Una vez me enamoré. Fue hace mucho tiempo, antes de ser sacerdote. En realidad en aquella época no era ni siquiera seminarista. Se llamaba Valentina, tenía el pelo negro, largo hasta los hombros, siempre amarrado o adornado con algo.
Sus ojos verdes y grandes eran la ventana de su alma, revelaban sus secretos más bellos: si por fuera era bella, lo era también por dentro. Y quizá por eso me enamoré.
Recuerdo todavía la primera vez que la vi. Era monaguillo en la parroquia de San José. Era una iglesia pequeña, nos conocíamos todos. Era de esperar que se notara la presencia de una persona nueva. Y ahí estaba Valentina con su padre y su hermana. El señor Bernini se había mudado recientemente con sus dos hijas tras haberse quedado viudo.
Todavía hoy no logro describir la sensación que suscitó en mí la sonrisa simpática y arrolladora de Valentina. Sólo sé que fue suficiente para distraerme durante la misa, lo que obviamente me costó una buena confesión. Teníamos 15 años.
Aunque era un poco desgarbado, era un buen muchacho. Creo que lo entendió y por eso se enamoró de mí. La belleza de Valentina era un reflejo de la belleza divina, haciendo que junto a ella me sintiera como en el Cielo. Si has encontrado a alguien que te haga vivir el Cielo en la Tierra, valóralo.

_Filas mostradas_.
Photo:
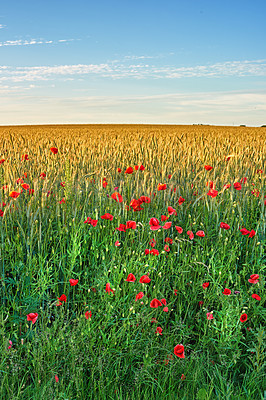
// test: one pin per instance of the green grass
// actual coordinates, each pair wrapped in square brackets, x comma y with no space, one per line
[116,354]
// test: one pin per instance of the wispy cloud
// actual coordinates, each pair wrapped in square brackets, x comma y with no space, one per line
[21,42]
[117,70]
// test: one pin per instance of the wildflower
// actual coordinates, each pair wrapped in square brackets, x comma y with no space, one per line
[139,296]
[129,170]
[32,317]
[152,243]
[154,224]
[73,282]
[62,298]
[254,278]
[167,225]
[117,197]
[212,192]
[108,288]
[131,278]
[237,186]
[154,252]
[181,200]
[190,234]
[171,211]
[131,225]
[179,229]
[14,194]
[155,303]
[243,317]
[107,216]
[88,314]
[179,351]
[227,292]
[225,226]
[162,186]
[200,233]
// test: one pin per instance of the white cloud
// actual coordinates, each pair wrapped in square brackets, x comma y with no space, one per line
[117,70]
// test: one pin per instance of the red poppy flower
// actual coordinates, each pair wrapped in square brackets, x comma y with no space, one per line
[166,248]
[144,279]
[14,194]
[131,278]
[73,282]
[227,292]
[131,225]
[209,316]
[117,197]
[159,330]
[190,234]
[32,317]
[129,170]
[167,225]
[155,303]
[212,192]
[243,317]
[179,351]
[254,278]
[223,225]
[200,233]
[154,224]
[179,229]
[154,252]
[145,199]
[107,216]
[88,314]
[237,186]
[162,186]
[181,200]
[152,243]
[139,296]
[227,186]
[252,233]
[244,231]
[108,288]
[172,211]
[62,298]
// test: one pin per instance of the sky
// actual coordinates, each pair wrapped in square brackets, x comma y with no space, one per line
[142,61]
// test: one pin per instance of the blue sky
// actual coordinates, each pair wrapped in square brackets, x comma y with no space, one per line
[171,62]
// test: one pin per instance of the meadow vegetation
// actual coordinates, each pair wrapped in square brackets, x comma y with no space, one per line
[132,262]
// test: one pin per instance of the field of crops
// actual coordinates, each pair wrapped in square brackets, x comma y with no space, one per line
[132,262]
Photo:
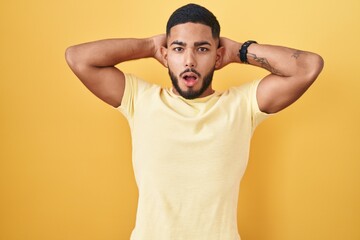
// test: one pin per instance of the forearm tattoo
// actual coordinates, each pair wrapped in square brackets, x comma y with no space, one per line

_Trabajo por hacer_.
a) Copia del relato sobre Valentina todo lo que va desde «Una vez me enamoré.» hasta «haberse quedado viudo.».
b) Según el relato sobre Valentina, ¿en qué parroquia era monaguillo el narrador?
c) Prolonga el relato sobre Valentina a partir de su última frase.
Las filas no hacen falta para nada de lo que aquí se pide.

_Resultados en orden_.
a)
Una vez me enamoré. Fue hace mucho tiempo, antes de ser sacerdote. En realidad en aquella época no era ni siquiera seminarista. Se llamaba Valentina, tenía el pelo negro, largo hasta los hombros, siempre amarrado o adornado con algo.
Sus ojos verdes y grandes eran la ventana de su alma, revelaban sus secretos más bellos: si por fuera era bella, lo era también por dentro. Y quizá por eso me enamoré.
Recuerdo todavía la primera vez que la vi. Era monaguillo en la parroquia de San José. Era una iglesia pequeña, nos conocíamos todos. Era de esperar que se notara la presencia de una persona nueva. Y ahí estaba Valentina con su padre y su hermana. El señor Bernini se había mudado recientemente con sus dos hijas tras haberse quedado viudo.

b) Era monaguillo en la parroquia de San José.

c)
Valentina fue el gran amor de mi vida. Me explico. Estaba seguro que tenía junto a mí a la muchacha más bella del mundo. Vivía sonriendo. Yo tenía su sonrisa. Sentía que más allá de todo estábamos volviéndonos compañeros. Las misas todas las mañanas, los rosarios al final de la tarde, los besos en la mejilla, la bendición del sacerdote George e incluso del señor Bernini. Todo conspiraba a nuestro favor. Estaba seguro de una cosa: era el quinceañero más feliz del mundo.
A pesar de esto me sentía incompleto, y no entendía cómo era posible. Si Valentina no era suficiente para “llenarme”, ¿qué podía hacerlo? Dios. La poderosa e irresistible llamada de Dios resonaba en mí, y entendí todo: Él era el ideal al que me donaría completamente, la única realidad capaz de calmar mi sed.
Le estaré eternamente agradecido a Valentina. Dios se sirvió de ella para mostrarme que ni siquiera la más grande belleza terrena se puede comparar con la Suya. Entre dolor y lágrimas nos dijimos adiós. Yo estaba entrando en el seminario menor.
Confieso que durante algún tiempo pensé en cómo habría sido mi futuro junto a ella: cuántos hijos habríamos tenido, cómo los habría llamado, cómo habría sido nuestra casa, si habría sonreído todavía con mis bromas poco divertidas o si un día la habría hecho llorar. No importa. Estos pensamientos se desvanecen rápidamente cuando pienso que soy feliz siendo sacerdote.
Ejerzo el ministerio sacerdotal desde hace 19 años. También ella fue feliz. Se casó, tuvo cuatro hijos –entre ellos una carmelita y un seminarista-, fue una mamá fantástica y tenía un marido devoto e íntegro.
Son las 7:42. Estoy listo para salir de la casa parroquial. Me desperté a las 6:30 por una llamada telefónica con una mala noticia: Valentina murió. La guerrera Valentina, que luchaba contra un tumor en el pecho, decidió descansar.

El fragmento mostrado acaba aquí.